[DESCRIPTION OF THE TASK] Within the data below, count the lines that include the word "hairy". Provide the number and nothing further.

[Stored dataset items]
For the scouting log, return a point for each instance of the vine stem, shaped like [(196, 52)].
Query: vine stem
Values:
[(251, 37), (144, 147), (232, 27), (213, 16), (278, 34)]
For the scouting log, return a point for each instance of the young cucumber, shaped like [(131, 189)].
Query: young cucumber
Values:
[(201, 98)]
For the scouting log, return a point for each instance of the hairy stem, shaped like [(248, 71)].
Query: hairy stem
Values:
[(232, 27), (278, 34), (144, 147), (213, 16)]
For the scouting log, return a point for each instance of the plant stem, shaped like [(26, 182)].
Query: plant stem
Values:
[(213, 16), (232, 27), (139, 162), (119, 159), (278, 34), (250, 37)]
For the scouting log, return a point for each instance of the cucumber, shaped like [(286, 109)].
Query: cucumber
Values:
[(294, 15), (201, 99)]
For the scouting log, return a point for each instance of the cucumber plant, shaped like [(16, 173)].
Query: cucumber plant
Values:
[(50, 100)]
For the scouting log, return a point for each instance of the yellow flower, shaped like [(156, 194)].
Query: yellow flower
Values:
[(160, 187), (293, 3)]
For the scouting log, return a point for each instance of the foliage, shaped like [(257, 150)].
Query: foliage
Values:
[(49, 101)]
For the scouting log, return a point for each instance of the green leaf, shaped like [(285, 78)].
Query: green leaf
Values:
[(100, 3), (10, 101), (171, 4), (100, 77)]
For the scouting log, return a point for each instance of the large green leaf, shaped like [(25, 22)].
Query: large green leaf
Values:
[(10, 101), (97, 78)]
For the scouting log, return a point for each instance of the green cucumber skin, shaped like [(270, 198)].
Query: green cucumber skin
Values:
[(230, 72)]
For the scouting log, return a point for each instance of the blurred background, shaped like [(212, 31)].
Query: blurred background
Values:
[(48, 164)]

[WRITTEN REPLY] 2